### Written exercise
Which lines of the material below contain the word "green"? Pull out each of them.

──────── Given records

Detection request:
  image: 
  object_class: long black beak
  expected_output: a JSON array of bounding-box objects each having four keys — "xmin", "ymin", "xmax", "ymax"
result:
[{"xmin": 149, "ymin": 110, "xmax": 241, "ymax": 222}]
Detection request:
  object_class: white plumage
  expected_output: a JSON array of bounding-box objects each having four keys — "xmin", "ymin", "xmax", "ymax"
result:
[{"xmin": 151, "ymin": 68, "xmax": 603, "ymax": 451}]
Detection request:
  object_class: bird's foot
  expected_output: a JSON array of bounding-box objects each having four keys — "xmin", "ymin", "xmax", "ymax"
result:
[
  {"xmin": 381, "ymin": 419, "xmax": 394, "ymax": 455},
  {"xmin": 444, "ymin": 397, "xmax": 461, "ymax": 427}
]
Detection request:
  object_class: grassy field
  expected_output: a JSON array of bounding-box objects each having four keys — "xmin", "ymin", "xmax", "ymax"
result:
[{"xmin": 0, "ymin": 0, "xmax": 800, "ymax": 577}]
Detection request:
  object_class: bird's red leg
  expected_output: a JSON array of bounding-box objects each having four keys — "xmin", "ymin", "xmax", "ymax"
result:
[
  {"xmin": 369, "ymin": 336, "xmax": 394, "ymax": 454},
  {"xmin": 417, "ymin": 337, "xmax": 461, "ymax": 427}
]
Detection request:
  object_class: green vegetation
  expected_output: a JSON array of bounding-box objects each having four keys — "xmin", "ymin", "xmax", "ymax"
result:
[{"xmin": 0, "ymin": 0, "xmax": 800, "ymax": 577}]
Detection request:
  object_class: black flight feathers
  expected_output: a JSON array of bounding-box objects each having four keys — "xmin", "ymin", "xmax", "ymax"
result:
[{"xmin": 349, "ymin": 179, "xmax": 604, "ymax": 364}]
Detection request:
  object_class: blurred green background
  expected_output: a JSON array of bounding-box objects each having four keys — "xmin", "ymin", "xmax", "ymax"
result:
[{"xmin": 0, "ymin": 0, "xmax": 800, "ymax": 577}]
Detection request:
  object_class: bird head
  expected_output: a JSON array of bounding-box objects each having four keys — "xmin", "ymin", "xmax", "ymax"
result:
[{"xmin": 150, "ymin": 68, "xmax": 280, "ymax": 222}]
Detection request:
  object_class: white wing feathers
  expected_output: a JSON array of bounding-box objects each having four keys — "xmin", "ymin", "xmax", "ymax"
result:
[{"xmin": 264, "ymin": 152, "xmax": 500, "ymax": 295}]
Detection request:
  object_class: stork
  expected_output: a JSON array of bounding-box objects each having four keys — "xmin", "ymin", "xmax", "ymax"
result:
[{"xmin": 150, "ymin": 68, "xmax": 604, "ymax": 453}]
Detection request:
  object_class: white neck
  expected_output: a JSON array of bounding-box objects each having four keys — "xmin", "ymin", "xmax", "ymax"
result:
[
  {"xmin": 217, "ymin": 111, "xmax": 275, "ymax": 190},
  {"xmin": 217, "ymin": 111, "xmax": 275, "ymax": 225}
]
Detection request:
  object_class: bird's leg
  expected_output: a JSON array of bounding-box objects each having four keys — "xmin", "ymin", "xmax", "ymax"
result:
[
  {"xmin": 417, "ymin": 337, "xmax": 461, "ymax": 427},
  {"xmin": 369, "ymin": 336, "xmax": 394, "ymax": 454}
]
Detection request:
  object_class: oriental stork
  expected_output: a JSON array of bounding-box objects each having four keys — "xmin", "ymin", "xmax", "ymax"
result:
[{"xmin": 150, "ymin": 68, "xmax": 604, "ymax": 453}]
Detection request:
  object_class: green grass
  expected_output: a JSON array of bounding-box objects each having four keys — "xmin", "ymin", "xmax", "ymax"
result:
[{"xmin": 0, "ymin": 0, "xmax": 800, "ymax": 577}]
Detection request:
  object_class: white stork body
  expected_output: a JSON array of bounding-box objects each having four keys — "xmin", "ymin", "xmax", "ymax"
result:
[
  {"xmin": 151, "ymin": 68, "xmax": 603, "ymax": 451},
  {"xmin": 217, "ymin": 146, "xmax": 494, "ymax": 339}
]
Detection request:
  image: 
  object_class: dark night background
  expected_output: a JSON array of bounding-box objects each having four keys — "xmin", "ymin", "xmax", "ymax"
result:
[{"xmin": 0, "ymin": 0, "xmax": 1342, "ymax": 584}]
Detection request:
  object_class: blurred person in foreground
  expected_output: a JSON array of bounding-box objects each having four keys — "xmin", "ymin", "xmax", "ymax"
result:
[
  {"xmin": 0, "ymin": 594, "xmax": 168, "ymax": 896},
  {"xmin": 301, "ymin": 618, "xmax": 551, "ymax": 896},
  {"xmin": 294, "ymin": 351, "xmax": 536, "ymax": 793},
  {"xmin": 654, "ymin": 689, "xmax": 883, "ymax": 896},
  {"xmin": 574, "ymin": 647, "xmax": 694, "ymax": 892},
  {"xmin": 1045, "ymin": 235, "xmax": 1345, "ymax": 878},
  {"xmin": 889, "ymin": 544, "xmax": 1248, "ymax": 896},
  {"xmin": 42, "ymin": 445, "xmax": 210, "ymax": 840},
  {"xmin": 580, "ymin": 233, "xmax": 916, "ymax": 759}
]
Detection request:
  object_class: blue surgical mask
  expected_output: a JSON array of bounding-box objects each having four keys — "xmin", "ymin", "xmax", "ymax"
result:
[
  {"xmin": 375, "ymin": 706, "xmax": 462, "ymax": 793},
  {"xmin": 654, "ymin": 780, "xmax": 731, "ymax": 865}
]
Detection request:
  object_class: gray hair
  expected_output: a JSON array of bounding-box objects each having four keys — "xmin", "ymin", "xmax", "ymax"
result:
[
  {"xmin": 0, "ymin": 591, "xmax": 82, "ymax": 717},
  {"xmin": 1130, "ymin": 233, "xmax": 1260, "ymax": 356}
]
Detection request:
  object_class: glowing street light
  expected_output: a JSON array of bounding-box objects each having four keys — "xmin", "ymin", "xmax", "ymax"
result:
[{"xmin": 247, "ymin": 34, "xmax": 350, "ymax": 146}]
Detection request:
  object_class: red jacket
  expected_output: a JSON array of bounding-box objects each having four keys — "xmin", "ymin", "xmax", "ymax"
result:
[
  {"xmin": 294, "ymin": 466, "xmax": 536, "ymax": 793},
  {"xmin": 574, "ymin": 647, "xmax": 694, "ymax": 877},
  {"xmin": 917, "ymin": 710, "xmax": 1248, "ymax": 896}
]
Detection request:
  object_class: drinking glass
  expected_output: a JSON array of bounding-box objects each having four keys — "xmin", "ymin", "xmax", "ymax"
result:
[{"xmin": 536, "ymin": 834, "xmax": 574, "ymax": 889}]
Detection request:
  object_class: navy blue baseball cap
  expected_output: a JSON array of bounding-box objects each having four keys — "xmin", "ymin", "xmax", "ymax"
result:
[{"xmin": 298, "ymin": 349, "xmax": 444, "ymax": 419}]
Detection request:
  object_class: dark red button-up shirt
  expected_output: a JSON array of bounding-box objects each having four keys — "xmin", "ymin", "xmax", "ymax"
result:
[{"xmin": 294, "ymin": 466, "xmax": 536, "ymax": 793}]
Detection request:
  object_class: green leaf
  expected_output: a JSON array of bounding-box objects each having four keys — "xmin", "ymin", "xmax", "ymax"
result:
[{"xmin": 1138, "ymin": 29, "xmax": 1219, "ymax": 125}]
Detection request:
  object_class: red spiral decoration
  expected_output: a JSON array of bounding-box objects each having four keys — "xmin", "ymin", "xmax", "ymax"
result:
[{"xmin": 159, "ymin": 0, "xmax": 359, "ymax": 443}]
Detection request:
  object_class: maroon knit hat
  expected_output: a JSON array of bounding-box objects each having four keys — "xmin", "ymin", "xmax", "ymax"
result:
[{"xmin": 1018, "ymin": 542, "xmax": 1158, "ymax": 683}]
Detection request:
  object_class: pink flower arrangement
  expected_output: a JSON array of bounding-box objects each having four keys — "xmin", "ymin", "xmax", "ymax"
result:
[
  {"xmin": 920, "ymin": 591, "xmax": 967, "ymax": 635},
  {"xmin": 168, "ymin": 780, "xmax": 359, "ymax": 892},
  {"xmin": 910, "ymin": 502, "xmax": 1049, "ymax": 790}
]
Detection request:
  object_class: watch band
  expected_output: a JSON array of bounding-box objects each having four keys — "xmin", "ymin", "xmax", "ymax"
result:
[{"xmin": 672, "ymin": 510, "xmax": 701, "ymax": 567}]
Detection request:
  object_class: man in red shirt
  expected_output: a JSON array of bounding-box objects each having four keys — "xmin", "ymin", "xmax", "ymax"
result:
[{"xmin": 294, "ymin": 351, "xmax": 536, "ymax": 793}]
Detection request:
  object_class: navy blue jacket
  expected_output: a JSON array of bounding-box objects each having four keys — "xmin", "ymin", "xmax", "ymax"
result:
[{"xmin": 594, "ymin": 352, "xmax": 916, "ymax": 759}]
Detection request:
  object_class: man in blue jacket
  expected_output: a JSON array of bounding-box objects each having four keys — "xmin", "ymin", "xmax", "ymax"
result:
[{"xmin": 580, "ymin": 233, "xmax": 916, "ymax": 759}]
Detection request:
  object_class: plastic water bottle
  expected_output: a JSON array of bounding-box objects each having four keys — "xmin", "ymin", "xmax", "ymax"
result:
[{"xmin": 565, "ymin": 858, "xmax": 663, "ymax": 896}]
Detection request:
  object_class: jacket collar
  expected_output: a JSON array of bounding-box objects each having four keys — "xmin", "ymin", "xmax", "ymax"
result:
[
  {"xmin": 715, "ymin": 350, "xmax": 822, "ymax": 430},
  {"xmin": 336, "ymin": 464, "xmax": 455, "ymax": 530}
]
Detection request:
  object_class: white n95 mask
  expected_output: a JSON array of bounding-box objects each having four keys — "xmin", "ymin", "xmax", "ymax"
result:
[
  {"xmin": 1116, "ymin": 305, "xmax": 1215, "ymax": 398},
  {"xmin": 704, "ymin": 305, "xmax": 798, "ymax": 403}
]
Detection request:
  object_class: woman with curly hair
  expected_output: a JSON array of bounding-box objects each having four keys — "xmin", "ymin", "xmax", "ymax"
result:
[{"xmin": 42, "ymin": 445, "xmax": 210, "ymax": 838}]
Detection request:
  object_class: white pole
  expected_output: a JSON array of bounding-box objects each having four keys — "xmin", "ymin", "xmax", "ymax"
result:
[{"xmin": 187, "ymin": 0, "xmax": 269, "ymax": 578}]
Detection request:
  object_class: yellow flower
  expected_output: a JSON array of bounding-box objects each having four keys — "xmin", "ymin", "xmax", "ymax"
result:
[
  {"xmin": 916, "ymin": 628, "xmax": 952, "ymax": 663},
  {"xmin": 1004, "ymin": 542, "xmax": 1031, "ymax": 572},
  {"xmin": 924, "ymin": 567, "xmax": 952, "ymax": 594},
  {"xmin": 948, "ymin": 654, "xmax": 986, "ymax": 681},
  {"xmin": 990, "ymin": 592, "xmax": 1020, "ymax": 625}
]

────────────────

### Solution for this task
  object_class: green vegetation
  object_class: blurred green background
  object_class: green grass
  object_class: green leaf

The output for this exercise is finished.